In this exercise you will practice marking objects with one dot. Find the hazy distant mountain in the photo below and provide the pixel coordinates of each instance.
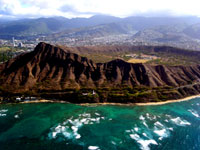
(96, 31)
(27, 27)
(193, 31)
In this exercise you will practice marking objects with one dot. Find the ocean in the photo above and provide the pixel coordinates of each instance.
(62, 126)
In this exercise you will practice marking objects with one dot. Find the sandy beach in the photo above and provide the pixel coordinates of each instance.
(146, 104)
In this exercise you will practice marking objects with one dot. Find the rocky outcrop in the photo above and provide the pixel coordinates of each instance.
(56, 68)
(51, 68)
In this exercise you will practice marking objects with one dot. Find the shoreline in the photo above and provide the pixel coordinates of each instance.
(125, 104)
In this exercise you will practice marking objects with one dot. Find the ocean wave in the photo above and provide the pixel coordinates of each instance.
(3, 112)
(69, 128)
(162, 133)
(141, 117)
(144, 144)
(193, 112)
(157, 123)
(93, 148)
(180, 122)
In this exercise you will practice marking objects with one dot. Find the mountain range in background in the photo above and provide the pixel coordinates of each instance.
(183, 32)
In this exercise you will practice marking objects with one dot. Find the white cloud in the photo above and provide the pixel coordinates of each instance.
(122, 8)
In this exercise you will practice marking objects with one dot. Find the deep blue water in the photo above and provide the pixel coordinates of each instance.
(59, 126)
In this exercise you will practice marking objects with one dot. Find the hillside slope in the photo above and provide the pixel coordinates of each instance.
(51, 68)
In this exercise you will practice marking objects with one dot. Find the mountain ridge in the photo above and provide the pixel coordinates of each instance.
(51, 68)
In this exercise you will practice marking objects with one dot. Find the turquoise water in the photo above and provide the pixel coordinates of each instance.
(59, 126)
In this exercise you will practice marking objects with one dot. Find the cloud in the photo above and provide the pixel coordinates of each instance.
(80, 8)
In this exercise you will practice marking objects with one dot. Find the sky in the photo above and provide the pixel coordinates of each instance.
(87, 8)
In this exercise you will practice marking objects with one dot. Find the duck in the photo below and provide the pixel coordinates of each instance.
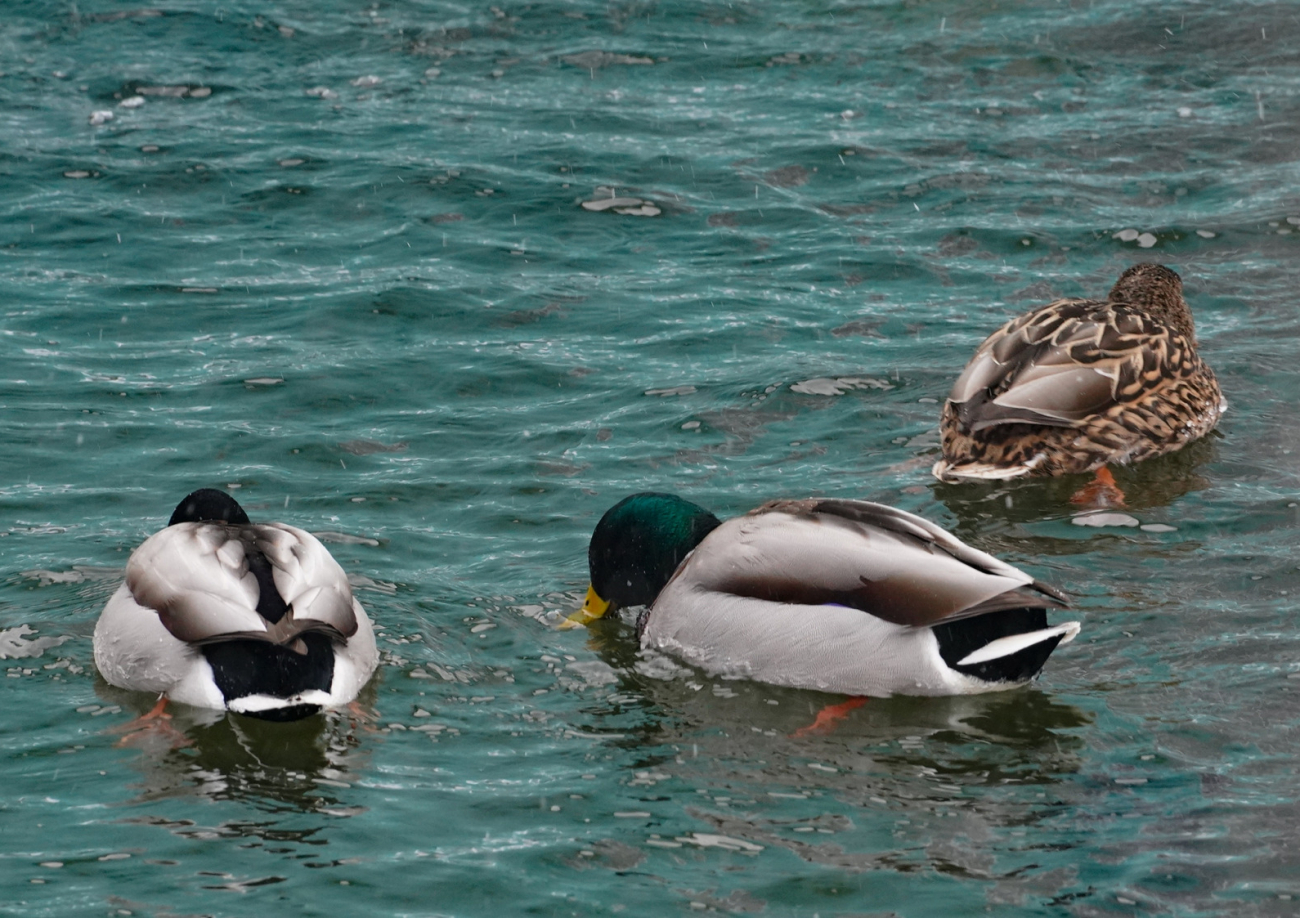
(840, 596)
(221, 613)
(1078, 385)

○ ○ ○ ○

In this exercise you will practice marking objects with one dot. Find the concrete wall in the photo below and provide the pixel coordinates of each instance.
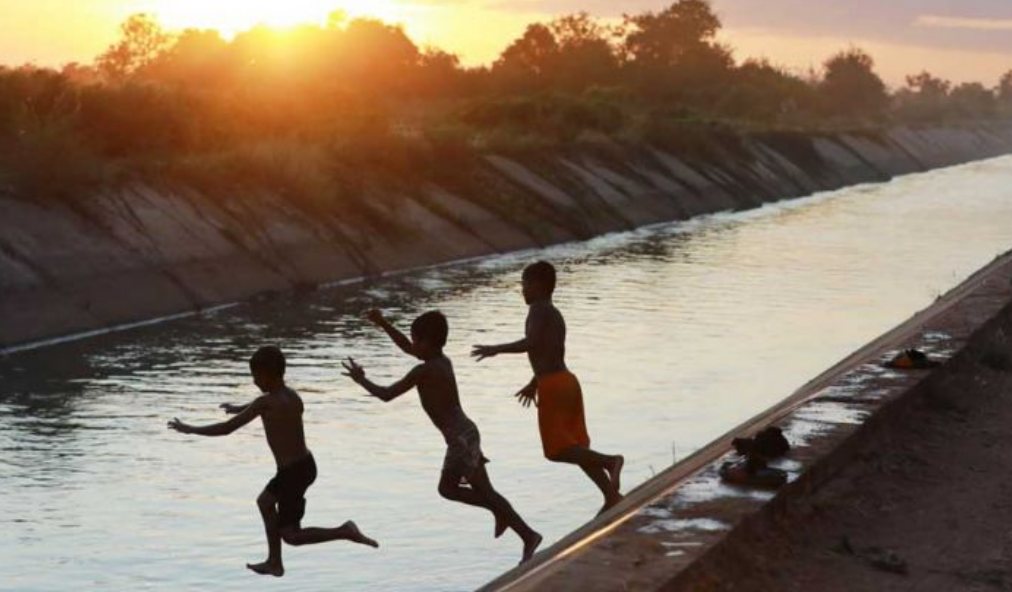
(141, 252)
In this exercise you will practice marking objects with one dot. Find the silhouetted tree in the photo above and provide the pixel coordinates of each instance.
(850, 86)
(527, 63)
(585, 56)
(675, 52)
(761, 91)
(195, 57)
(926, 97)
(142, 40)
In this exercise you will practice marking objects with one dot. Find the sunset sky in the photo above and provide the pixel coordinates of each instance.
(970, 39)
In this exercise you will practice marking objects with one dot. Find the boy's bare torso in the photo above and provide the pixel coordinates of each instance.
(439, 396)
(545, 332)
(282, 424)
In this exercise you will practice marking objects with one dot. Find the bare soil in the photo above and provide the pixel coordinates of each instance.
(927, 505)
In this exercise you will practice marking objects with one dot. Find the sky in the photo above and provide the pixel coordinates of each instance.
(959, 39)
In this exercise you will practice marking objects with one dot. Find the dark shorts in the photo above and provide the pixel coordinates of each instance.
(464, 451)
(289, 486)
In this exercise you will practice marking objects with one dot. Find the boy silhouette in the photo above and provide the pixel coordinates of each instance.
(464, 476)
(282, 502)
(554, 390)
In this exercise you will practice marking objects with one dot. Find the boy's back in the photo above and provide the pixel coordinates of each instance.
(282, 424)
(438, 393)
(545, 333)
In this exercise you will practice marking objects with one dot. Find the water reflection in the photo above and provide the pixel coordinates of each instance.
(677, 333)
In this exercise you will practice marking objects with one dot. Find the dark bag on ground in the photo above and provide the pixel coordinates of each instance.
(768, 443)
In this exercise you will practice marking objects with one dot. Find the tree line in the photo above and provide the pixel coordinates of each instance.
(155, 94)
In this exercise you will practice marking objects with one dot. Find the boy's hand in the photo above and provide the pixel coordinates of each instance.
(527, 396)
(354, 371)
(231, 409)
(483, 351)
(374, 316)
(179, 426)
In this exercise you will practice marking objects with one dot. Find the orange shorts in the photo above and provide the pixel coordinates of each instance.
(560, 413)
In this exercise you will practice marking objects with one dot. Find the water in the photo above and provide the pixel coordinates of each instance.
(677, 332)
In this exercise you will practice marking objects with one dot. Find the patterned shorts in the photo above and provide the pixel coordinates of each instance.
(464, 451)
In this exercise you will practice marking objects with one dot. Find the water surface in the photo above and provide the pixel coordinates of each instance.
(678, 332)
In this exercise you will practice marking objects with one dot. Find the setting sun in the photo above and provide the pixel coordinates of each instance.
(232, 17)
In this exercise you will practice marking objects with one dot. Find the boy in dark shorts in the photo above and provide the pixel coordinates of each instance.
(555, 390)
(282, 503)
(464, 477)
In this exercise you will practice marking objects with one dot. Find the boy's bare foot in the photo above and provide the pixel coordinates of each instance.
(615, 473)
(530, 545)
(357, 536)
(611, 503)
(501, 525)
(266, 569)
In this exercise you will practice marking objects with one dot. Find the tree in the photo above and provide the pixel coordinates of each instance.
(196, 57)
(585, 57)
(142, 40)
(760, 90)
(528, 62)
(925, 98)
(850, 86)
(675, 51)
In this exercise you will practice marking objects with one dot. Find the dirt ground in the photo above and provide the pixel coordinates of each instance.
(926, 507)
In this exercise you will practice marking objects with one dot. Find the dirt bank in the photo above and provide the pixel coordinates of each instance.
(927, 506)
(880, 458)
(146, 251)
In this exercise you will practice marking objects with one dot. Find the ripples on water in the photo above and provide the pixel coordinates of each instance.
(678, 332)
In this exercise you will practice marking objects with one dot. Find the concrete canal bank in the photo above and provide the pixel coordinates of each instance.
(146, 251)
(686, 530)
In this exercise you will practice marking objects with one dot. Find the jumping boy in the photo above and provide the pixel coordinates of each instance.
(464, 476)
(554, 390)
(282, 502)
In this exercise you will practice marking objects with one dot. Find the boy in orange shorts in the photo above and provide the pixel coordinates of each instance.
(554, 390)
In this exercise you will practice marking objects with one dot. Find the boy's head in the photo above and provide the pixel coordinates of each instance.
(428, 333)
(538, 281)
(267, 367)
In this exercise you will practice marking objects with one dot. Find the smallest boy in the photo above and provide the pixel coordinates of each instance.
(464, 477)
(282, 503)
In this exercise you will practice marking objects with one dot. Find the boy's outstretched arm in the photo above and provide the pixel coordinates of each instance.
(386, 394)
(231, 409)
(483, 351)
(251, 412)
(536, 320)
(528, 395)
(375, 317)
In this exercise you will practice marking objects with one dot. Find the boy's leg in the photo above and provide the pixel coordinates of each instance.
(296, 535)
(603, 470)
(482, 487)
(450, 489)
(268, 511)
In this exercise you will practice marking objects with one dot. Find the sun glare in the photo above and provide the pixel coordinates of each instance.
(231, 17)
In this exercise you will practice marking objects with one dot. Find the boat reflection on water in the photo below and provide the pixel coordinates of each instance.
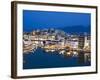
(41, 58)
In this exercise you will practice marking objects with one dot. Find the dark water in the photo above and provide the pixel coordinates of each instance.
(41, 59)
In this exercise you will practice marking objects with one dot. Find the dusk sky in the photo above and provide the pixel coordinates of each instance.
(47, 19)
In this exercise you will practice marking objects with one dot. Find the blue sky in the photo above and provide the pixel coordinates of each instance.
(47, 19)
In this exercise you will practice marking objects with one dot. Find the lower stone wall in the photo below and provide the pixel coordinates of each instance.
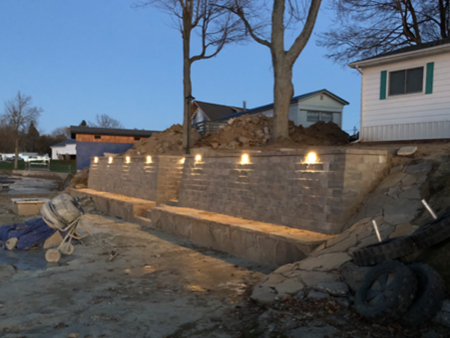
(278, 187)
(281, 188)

○ ○ ○ ○

_Stated exercise_. Return each line of the records above that contains the word "bank", copied in full.

_Written response_.
In this exercise you will practice marking objects with one dot. Find the dirt bank in the photo above and provide the pixel coordinates of each instance.
In this exercise you will practice marking objects with one dot. Find the concrete canal bank in the photo above and provide the pixel coordinates of each instance.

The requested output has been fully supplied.